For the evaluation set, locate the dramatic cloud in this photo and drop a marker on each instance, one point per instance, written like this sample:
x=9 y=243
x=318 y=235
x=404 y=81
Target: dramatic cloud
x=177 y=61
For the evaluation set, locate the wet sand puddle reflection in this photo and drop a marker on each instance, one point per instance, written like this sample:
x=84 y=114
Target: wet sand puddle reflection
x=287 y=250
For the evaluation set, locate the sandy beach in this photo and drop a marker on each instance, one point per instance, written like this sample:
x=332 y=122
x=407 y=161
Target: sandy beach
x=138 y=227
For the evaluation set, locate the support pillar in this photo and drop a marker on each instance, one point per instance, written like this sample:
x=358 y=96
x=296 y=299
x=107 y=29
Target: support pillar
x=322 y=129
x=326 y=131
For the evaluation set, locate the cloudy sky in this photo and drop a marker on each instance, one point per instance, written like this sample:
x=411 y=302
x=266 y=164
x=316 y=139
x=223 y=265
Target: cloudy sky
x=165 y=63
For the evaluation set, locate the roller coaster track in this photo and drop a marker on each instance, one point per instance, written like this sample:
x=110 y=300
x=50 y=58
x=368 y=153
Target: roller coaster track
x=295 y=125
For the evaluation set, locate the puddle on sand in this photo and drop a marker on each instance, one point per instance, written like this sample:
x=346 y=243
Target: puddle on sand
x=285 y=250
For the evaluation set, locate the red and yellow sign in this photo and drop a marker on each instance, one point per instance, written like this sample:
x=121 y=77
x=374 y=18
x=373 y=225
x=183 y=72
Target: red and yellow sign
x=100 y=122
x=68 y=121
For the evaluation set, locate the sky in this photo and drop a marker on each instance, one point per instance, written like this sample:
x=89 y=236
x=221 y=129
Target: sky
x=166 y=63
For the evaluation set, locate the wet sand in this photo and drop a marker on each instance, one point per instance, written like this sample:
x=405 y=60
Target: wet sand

----

Puoi riscrivere le righe da quella con "For the evaluation set, locate the roller" fino a quella con "x=295 y=125", entrambe incluse, sostituendo "roller coaster track" con "metal railing" e lasciando tutto il resto invariato?

**Risposta scritta**
For the evaluation set, locate the metal railing in this photo and drop a marker on each instance, one point per instance, written like this sample:
x=110 y=300
x=50 y=58
x=368 y=153
Target: metal railing
x=295 y=125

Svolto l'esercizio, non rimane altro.